GIVEN PASSAGE:
▬▬▬▬▬▬

Edoxaban more effective than warfarin in Latin American patients with AFib
The direct oral anticoagulant (DOAC) edoxaban is superior to warfarin for mitigating stroke risk in Latin American patients with atrial fibrillation (AFib), according to results of the ENGAGE AF-TIMI trial, published this month in the Journal of the American College of Cardiology.
The project, spearheaded by Ramón Corbalán, MD, of Pontificia Universidad Católica de Chile in Santiago, Chile, compared the efficacy of both higher-dose and lower-dose edoxaban in reducing stroke and systemic embolism against warfarin—historically a gold standard for preventing thromboembolic events in high-risk patients with AFib.
The focus shifted from warfarin in 2010, Sergio J. Dubner, MD, and Nicolas Martinenghi, MD, wrote in a related JACC editorial, when the FDA approved an oral direct thrombin inhibitor, dabigatran exilate, for the same purpose. Rivaroxaban, apixaban and edoxaban followed suit.

▬▬▬▬▬▬

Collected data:
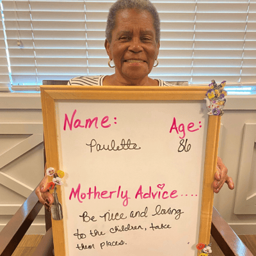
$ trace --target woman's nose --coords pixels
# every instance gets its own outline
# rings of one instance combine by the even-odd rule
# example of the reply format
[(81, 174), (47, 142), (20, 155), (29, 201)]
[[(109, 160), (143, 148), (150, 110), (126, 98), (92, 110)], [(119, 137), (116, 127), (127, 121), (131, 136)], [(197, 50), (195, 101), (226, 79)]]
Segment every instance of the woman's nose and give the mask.
[(133, 38), (131, 42), (128, 50), (134, 52), (140, 52), (143, 51), (141, 42), (140, 39)]

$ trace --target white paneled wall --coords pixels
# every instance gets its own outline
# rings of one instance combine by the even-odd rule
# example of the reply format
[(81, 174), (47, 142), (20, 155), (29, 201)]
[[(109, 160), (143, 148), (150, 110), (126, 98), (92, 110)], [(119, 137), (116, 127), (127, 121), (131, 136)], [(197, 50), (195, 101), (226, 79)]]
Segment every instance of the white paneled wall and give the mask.
[[(44, 177), (39, 95), (0, 95), (0, 230)], [(44, 234), (44, 211), (28, 230)]]
[[(0, 230), (44, 176), (42, 123), (39, 94), (0, 93)], [(221, 123), (219, 155), (236, 188), (214, 205), (237, 234), (256, 234), (256, 97), (228, 97)], [(43, 214), (29, 233), (45, 232)]]

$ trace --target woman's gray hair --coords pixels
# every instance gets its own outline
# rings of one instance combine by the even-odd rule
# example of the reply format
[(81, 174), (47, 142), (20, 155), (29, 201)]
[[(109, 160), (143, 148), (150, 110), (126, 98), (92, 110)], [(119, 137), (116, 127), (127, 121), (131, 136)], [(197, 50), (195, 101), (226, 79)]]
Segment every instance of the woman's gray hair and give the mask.
[(156, 7), (149, 0), (118, 0), (109, 9), (106, 28), (106, 37), (111, 43), (112, 31), (116, 25), (116, 17), (118, 11), (126, 9), (146, 10), (150, 13), (153, 18), (153, 25), (156, 30), (156, 40), (160, 40), (160, 19)]

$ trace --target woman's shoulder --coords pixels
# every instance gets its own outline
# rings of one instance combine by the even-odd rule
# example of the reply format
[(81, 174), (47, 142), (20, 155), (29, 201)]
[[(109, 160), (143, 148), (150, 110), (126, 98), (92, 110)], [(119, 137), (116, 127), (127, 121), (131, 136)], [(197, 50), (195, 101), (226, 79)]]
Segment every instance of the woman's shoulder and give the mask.
[(103, 79), (106, 76), (79, 76), (72, 78), (67, 85), (90, 85), (102, 86)]

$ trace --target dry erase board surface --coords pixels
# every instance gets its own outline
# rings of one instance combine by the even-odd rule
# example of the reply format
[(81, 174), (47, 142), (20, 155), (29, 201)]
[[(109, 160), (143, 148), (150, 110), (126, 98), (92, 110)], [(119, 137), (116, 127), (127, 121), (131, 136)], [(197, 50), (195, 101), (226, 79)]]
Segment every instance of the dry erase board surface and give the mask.
[(67, 255), (196, 255), (204, 100), (58, 100), (56, 111)]

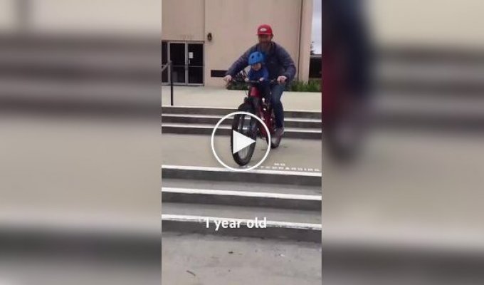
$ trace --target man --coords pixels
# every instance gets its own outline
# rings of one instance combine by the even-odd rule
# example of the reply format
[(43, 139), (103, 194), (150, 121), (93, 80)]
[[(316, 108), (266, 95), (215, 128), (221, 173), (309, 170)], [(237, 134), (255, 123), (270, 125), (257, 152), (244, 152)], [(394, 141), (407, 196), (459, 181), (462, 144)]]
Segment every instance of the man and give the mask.
[(274, 139), (280, 139), (284, 134), (284, 108), (280, 102), (285, 85), (294, 79), (296, 67), (289, 53), (278, 43), (272, 41), (274, 34), (270, 26), (263, 24), (257, 28), (258, 43), (251, 47), (228, 68), (223, 80), (230, 82), (232, 78), (248, 66), (248, 57), (260, 51), (265, 56), (265, 66), (269, 71), (269, 78), (276, 78), (279, 84), (271, 87), (270, 103), (275, 117), (275, 133)]

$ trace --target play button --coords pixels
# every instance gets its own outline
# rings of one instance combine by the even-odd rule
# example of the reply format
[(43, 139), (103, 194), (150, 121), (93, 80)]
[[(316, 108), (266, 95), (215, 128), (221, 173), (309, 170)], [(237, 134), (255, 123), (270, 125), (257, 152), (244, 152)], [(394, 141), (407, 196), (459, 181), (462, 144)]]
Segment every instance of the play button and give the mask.
[[(223, 125), (221, 127), (221, 124), (227, 119), (231, 119), (234, 118), (236, 115), (248, 115), (254, 119), (257, 120), (261, 124), (259, 125), (259, 128), (263, 128), (265, 130), (265, 133), (268, 134), (268, 141), (270, 142), (270, 133), (269, 132), (269, 128), (267, 128), (267, 125), (265, 125), (265, 123), (264, 121), (262, 120), (260, 118), (256, 116), (254, 114), (251, 114), (250, 113), (247, 112), (243, 112), (243, 111), (237, 111), (237, 112), (233, 112), (231, 113), (230, 114), (228, 114), (215, 125), (215, 128), (214, 128), (214, 130), (212, 131), (211, 137), (210, 139), (210, 145), (211, 147), (212, 152), (214, 153), (214, 156), (215, 158), (217, 160), (219, 163), (220, 163), (221, 165), (223, 165), (224, 167), (228, 169), (229, 170), (231, 171), (250, 171), (252, 170), (256, 167), (258, 167), (259, 165), (261, 165), (264, 160), (267, 158), (268, 155), (269, 155), (269, 150), (270, 150), (270, 146), (266, 144), (267, 140), (263, 140), (261, 142), (256, 142), (256, 140), (248, 138), (236, 130), (234, 130), (232, 128), (229, 128), (228, 130), (228, 128), (226, 125)], [(220, 151), (220, 156), (219, 154), (217, 154), (217, 152), (215, 151), (215, 146), (214, 146), (214, 141), (215, 141), (215, 133), (219, 129), (219, 128), (221, 127), (221, 131), (219, 133), (220, 135), (218, 135), (218, 141), (219, 142), (219, 147), (222, 147), (221, 149), (219, 148)], [(229, 127), (230, 128), (230, 127)], [(228, 133), (227, 131), (229, 131), (230, 133)], [(227, 132), (227, 133), (226, 133)], [(227, 139), (226, 140), (224, 140)], [(232, 157), (233, 155), (236, 155), (237, 152), (240, 152), (241, 150), (243, 150), (244, 148), (252, 145), (253, 144), (257, 145), (258, 143), (263, 144), (261, 145), (261, 148), (263, 148), (261, 150), (263, 150), (265, 149), (265, 153), (263, 155), (263, 157), (262, 159), (259, 158), (258, 159), (254, 159), (255, 157), (252, 157), (252, 160), (247, 165), (244, 165), (243, 167), (233, 167), (229, 166), (228, 164), (235, 164), (236, 163), (233, 161), (228, 161), (227, 159), (233, 160), (233, 158)], [(260, 153), (260, 152), (259, 152)], [(221, 157), (224, 158), (226, 160), (226, 162), (224, 162)]]
[(238, 152), (248, 146), (256, 142), (256, 141), (251, 138), (246, 137), (240, 133), (232, 130), (232, 140), (233, 145), (232, 146), (232, 153)]

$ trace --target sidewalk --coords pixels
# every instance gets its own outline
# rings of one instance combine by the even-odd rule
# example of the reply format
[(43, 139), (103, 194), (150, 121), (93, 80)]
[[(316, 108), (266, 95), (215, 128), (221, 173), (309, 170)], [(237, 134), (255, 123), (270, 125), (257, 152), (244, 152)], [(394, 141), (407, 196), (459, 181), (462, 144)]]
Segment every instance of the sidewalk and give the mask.
[[(200, 106), (236, 108), (246, 96), (244, 90), (221, 87), (173, 86), (175, 106)], [(281, 98), (285, 110), (321, 111), (321, 93), (284, 92)], [(162, 86), (162, 104), (170, 104), (170, 87)]]

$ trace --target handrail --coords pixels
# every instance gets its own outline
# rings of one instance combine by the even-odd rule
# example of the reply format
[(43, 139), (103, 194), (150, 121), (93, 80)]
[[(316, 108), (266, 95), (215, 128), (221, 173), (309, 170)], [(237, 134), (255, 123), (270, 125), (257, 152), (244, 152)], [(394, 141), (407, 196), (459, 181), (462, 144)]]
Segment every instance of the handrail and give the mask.
[(169, 90), (170, 90), (170, 105), (173, 105), (173, 63), (172, 61), (168, 61), (167, 64), (162, 66), (162, 73), (169, 67)]
[(162, 72), (164, 71), (164, 70), (167, 69), (167, 68), (169, 66), (170, 64), (172, 64), (172, 61), (169, 61), (164, 66), (162, 65)]

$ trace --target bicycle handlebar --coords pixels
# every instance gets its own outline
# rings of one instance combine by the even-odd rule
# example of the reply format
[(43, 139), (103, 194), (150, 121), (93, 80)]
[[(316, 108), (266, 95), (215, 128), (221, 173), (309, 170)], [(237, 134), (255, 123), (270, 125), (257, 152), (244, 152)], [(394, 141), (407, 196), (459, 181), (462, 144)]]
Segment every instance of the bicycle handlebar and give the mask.
[(278, 78), (273, 78), (273, 79), (271, 79), (270, 81), (269, 80), (264, 80), (263, 81), (246, 81), (245, 80), (241, 80), (241, 79), (238, 79), (238, 78), (232, 78), (232, 80), (230, 81), (229, 83), (231, 83), (231, 82), (240, 82), (240, 83), (249, 83), (249, 84), (261, 84), (262, 83), (265, 83), (265, 82), (268, 82), (269, 83), (275, 83), (277, 81), (278, 81)]

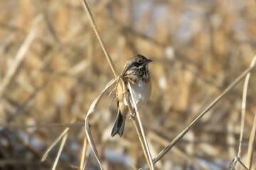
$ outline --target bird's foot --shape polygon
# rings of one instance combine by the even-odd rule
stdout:
[[[132,110],[132,114],[129,115],[129,119],[133,119],[135,118],[136,117],[136,111],[135,111],[135,108],[133,108]]]

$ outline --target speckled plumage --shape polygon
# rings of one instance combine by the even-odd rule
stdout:
[[[151,62],[152,61],[138,54],[132,57],[127,62],[124,67],[122,76],[127,78],[131,84],[137,107],[145,103],[151,95],[151,84],[149,71],[149,63]],[[122,137],[124,128],[125,118],[128,113],[128,107],[120,84],[117,86],[116,97],[118,115],[111,135],[113,137],[116,134],[119,134]],[[132,105],[134,107],[132,103]]]

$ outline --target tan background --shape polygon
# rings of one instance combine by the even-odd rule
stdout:
[[[88,4],[119,72],[134,54],[154,60],[151,96],[140,109],[153,157],[245,70],[255,55],[252,0]],[[35,40],[0,101],[1,125],[68,123],[74,118],[82,122],[113,74],[80,1],[0,1],[0,83],[31,31],[36,33]],[[245,162],[256,110],[255,81],[252,74],[242,147]],[[230,91],[156,168],[227,169],[238,152],[242,85]],[[105,97],[90,119],[99,153],[108,169],[139,168],[146,162],[131,121],[123,137],[110,137],[117,114],[112,99]],[[49,169],[59,145],[46,162],[40,159],[63,129],[1,129],[0,169]],[[58,169],[79,166],[84,135],[82,127],[71,128]],[[87,169],[99,169],[90,148],[87,152]]]

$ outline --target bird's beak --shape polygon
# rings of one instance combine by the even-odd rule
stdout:
[[[145,62],[146,63],[149,63],[149,62],[153,62],[153,61],[151,60],[147,59]]]

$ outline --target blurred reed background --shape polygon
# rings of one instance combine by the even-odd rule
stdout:
[[[150,65],[152,94],[139,110],[153,157],[247,67],[255,55],[253,0],[88,1],[119,72],[141,53]],[[0,1],[0,169],[49,169],[59,145],[40,159],[64,128],[10,125],[84,121],[93,100],[114,77],[80,1]],[[35,33],[34,37],[29,37]],[[31,38],[31,43],[24,42]],[[17,64],[18,51],[25,55]],[[3,85],[8,70],[14,76]],[[242,160],[256,110],[256,79],[250,80]],[[227,169],[236,156],[243,83],[226,95],[160,162],[156,169]],[[108,169],[146,164],[127,121],[111,137],[117,115],[112,95],[90,118],[99,154]],[[75,169],[85,136],[71,128],[58,169]],[[90,149],[87,169],[99,169]],[[252,169],[255,169],[254,157]]]

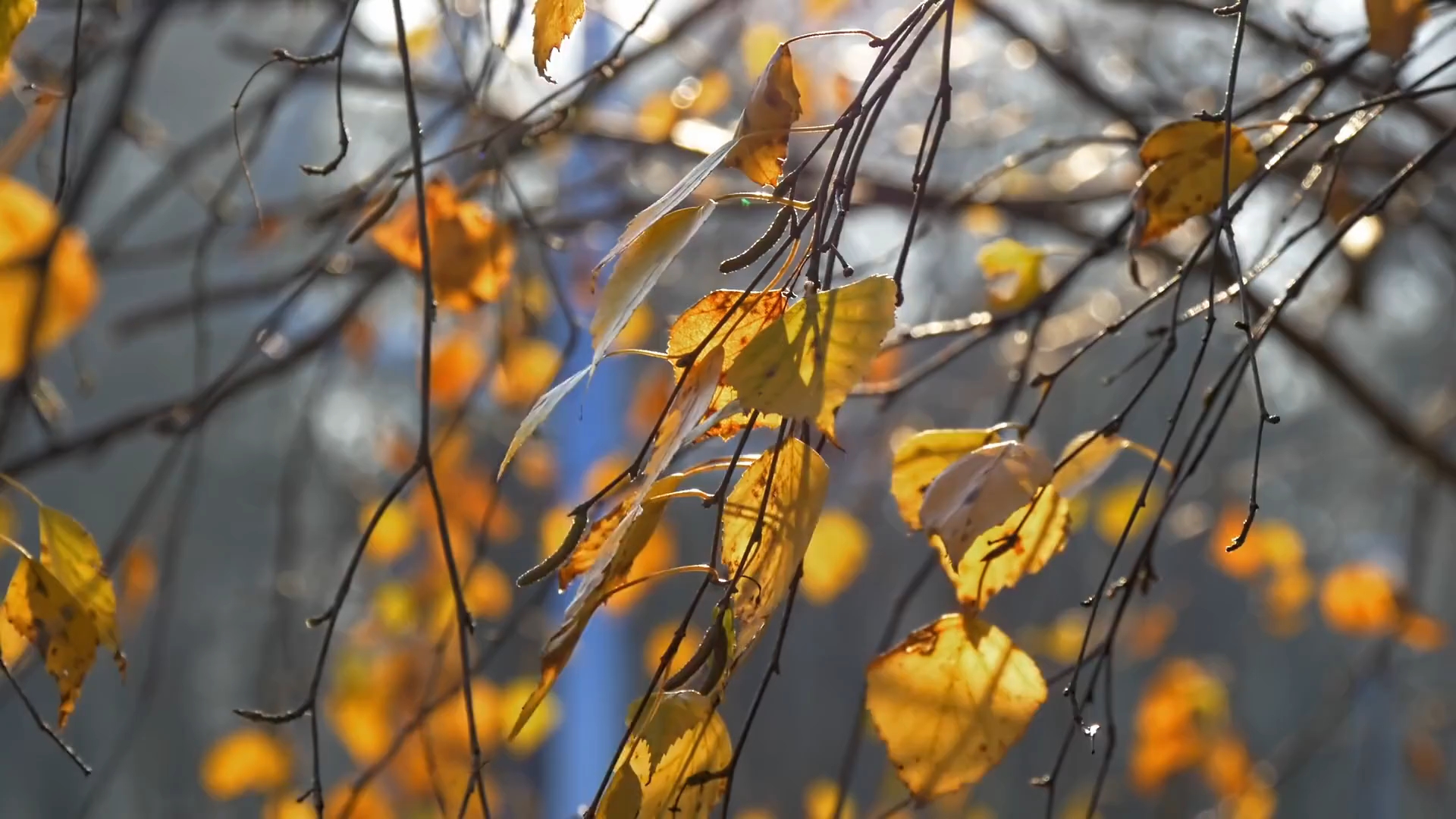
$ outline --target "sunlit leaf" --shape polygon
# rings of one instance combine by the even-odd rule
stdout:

▬▬▬▬▬▬

TRY IT: Translate this sentence from the edoxaban article into Spanish: "Rivaroxaban, apixaban and edoxaban followed suit."

SOLUTION TO THIS PROBLEM: El rivaroxabán, el apixabán y el edoxabán siguieron el mismo camino.